▸ **Task prompt**
Resume the article on the Evolution schools engineering project, writing text that follows on from its final sentence.

▸ **Excerpt**
===============
On 3 May children from fifteen London primary schools, including Tower Bridge Primary School and Surrey Square Primary School both from Southwark, headed to the Royal Albert Hall to present design and engineering ideas to a panel of experts from Rolls-Royce, Cirque du Soleil, the City of Westminster and the Hall’s Learning and Participation Department. The presentation day represented the final stage of Evolution, an engaging and hands-on engineering project inspired by the Cirque du Soleil show Totem which made its UK debut at the Hall earlier this year. Evolution was designed to stimulate interest in design and engineering amongst younger children through an exciting series of problem-solving activities centred on the challenges of staging a Cirque du Soleil show at the Hall.

 

Since January, over 500 pupils have been tackling engineering and creative challenges to research, design and build 3D set models for the show, including a huge turtle-shell structure that can be used for acrobatics, the rigging for a revolving stage and a rotating scorpion bridge. Teachers from the participating schools went to a training day with Rolls-Royce engineers and Andy Peat, the technical project manager for Cirque du Soleil, and students visited the Hall in February to experience the magic of Totem and get design ideas.
===============
(Stored items from a collection)

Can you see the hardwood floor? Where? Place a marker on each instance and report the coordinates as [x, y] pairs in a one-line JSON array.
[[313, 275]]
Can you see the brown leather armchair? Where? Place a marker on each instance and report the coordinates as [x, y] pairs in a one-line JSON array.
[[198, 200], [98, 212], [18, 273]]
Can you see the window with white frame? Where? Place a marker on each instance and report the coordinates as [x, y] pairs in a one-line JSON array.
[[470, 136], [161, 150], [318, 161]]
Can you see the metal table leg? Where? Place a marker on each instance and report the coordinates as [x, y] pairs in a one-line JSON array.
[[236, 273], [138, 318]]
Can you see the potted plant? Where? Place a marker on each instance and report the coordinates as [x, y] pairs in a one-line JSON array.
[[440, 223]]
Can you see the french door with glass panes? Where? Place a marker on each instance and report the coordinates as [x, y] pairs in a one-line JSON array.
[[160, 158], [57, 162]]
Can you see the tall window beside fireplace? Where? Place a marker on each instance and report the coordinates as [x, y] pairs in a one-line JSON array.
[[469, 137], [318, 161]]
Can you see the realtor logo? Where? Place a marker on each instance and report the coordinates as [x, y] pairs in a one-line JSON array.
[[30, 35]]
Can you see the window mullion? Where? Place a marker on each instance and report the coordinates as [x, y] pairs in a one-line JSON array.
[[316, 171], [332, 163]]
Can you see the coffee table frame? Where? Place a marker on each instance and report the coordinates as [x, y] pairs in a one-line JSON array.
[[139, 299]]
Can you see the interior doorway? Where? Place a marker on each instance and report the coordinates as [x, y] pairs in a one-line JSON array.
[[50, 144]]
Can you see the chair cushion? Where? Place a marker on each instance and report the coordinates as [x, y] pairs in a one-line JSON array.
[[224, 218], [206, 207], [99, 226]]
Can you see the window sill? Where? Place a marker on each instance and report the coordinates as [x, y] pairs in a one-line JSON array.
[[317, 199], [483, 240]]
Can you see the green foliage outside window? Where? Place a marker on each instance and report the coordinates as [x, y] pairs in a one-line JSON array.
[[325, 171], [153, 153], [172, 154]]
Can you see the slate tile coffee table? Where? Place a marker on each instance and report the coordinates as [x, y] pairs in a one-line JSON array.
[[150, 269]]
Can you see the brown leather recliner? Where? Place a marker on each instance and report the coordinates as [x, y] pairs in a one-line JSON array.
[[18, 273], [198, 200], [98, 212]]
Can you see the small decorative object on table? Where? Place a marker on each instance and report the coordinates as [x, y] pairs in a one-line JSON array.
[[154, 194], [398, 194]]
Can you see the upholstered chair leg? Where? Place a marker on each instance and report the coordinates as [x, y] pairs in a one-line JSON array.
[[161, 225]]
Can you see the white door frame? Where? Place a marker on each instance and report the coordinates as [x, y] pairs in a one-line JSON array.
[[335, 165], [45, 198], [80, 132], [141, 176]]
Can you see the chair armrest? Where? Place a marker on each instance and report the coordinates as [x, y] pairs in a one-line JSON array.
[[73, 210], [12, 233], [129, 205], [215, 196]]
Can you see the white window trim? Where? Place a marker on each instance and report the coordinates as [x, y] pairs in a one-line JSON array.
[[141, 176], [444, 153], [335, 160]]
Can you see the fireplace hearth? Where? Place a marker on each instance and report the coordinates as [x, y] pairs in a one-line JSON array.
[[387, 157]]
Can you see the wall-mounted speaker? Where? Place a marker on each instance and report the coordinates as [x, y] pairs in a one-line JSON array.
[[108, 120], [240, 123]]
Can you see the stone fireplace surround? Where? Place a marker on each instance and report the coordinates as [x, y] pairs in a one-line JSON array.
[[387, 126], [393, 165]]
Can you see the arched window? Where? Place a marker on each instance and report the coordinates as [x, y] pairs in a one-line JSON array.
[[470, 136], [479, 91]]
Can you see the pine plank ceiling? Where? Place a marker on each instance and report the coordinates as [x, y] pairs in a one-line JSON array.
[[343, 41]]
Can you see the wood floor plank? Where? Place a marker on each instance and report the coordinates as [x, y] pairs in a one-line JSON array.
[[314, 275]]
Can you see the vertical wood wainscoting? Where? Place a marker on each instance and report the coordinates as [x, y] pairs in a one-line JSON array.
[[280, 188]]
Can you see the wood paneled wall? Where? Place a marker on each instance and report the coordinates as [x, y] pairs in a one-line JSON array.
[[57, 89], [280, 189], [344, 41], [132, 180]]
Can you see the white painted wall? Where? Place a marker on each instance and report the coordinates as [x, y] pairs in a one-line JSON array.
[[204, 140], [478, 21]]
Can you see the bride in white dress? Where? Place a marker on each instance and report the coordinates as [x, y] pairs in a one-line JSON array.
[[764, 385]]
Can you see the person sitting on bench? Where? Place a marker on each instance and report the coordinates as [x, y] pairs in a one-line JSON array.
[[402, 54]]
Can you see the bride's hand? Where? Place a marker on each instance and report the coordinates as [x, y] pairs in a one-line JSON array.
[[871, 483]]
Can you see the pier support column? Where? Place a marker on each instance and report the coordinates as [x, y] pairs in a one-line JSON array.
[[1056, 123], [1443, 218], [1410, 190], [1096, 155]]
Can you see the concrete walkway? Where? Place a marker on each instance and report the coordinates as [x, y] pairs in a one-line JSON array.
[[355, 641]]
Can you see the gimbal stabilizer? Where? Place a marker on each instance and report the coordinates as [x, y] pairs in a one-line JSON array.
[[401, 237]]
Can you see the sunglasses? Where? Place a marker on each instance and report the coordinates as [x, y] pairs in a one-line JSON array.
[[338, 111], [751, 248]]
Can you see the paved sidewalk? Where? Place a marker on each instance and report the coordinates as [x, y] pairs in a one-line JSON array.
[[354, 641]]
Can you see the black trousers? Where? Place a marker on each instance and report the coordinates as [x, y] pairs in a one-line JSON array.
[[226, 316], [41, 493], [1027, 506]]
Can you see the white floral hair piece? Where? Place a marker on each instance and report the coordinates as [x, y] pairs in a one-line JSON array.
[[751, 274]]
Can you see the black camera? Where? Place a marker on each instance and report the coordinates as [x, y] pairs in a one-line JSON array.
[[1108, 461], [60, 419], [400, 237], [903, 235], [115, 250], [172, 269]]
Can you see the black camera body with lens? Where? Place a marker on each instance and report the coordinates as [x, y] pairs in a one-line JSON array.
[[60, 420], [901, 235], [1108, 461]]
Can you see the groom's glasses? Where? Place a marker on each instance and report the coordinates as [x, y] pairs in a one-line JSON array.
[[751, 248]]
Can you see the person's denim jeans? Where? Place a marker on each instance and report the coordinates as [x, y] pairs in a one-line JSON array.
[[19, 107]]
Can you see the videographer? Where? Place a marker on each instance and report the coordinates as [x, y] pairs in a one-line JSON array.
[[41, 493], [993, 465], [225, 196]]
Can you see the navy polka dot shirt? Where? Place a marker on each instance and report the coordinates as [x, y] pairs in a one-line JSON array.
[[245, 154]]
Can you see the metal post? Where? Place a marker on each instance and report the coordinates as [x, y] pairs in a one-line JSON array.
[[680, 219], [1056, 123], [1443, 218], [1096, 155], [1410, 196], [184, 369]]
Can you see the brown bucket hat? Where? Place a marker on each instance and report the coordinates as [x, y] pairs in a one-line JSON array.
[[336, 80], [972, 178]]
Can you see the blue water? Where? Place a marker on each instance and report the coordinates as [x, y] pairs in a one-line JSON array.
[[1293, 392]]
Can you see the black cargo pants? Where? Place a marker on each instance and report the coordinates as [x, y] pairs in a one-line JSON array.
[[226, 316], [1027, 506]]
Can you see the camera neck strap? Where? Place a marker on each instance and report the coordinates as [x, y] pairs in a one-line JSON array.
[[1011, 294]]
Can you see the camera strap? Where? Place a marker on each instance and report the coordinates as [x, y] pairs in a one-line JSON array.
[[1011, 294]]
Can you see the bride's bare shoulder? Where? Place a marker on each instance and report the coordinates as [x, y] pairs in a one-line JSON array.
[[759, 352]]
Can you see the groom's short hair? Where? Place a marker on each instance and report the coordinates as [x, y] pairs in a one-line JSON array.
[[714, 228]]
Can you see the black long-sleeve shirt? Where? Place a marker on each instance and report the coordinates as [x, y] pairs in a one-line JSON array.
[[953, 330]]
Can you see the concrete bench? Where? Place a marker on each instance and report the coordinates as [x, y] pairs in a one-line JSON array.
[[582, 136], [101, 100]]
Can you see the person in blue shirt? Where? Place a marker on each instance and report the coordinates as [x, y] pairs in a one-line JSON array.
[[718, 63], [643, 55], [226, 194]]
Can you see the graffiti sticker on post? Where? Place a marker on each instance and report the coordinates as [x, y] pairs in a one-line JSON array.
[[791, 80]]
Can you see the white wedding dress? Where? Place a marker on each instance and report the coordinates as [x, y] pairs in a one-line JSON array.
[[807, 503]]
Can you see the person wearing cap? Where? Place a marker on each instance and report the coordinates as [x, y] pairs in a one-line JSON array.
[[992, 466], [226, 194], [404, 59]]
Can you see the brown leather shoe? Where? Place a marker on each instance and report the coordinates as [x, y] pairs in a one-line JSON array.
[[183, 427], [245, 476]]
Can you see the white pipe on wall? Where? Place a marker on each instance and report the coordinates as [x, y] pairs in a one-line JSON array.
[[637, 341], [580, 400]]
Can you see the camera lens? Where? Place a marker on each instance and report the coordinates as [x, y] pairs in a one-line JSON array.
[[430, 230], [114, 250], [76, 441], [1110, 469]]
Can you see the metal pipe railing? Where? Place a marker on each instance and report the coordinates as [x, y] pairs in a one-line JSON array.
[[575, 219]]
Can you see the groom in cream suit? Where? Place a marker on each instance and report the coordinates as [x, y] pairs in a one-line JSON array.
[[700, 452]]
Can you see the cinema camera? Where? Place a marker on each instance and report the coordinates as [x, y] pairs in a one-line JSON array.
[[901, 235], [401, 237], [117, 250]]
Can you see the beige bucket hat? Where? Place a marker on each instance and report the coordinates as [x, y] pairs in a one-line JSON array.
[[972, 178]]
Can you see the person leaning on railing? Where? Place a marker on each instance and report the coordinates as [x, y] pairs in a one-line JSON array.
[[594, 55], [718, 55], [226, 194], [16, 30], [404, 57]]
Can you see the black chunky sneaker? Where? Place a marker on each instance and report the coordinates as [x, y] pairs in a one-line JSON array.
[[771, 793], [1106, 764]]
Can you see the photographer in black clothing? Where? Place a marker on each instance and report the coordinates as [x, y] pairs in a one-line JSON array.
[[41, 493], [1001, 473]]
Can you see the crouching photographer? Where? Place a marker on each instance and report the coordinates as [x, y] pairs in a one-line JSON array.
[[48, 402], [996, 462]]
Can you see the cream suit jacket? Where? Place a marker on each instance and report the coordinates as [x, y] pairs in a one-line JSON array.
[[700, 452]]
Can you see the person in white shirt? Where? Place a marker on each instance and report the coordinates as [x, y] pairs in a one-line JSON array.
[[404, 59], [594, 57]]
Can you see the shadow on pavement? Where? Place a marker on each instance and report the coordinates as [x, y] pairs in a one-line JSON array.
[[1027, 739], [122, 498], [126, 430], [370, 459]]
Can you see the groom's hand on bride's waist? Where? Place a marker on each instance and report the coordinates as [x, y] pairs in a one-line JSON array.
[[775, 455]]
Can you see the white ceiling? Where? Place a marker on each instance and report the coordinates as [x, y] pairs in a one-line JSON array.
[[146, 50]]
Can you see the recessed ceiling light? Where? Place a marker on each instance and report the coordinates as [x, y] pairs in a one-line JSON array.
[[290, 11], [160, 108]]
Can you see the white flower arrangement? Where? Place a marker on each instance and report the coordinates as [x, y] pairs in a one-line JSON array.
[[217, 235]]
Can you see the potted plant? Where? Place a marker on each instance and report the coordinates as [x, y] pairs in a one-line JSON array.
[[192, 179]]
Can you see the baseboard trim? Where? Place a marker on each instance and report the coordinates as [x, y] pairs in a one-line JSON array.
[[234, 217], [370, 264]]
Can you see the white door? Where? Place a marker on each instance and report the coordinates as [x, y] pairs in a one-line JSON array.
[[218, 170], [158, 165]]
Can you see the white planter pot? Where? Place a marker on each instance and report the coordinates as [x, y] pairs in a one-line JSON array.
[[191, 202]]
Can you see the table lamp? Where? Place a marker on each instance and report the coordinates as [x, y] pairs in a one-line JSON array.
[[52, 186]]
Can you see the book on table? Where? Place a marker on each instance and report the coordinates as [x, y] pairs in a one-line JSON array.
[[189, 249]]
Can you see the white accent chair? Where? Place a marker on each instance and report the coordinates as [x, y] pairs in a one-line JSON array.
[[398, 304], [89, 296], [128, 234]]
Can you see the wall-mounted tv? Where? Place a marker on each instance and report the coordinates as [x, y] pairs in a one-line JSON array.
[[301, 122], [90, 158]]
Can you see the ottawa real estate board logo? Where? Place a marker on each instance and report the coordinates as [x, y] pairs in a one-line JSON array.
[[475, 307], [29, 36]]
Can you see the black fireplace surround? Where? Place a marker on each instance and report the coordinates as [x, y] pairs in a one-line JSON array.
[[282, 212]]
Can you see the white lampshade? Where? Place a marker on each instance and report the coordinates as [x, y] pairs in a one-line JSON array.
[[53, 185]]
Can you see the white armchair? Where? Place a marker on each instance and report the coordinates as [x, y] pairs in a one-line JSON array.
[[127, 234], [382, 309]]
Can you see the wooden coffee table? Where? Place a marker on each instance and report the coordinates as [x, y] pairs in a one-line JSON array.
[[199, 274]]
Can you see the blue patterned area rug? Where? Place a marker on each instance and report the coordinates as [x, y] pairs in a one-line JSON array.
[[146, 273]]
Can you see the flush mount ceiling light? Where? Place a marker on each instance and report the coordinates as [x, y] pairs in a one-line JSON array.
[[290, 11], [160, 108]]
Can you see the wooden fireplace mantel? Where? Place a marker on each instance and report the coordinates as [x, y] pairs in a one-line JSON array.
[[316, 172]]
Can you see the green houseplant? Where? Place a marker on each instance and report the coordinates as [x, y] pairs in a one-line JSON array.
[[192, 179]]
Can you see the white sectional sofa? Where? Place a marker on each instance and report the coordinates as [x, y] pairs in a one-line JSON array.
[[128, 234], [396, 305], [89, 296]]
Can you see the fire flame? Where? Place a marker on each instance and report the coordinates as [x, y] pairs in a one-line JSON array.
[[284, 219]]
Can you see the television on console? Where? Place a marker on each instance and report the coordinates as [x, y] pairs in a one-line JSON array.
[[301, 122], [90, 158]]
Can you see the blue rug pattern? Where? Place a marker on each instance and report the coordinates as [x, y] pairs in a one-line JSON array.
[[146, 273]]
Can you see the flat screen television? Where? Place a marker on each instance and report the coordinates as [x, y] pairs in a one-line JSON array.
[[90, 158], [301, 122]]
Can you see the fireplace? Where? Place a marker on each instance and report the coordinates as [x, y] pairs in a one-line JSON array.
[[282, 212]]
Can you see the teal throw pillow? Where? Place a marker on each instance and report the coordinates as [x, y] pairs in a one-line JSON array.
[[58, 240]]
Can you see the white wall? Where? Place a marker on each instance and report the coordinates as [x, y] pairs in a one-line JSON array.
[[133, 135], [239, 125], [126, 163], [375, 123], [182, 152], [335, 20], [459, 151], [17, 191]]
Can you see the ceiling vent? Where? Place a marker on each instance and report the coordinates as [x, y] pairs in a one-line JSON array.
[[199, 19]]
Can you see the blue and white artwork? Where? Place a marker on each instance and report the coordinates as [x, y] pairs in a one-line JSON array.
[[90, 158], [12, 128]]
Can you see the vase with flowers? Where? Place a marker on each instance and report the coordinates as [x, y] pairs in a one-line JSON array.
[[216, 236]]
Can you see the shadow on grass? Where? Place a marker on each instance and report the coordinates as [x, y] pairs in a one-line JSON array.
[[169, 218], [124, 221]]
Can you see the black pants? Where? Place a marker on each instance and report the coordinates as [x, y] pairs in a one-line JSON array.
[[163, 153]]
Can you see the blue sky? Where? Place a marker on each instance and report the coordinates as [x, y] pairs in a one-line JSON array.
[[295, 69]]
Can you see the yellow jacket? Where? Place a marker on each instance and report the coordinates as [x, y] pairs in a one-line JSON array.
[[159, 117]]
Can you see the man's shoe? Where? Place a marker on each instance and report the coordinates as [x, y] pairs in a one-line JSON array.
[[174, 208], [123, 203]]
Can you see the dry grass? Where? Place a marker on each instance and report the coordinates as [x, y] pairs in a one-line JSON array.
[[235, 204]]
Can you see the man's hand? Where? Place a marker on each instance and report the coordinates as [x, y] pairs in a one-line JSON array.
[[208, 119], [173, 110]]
===============
▸ **Written response**
 

Members of the Lincolnshire Young Journalist Academy (LYJA) have been reporting on the project and will also be covering the presentation day. LYJA was established to encourage young people to engage with news and current affairs. The young journalists have been interviewing members of Cirque du Soleil, Rolls-Royce and the pupils taking part, and creating pod and webcasts. This is the first time LYJA have been involved in this project, which has brought many of its members to London for the first time.

 

This is the fourth year the four organisations on the judging panel have worked together. Significantly, this year will also see the production of a generic learning resource which can be used by schools without students having to see a performance, giving the project and its aims a much wider reach.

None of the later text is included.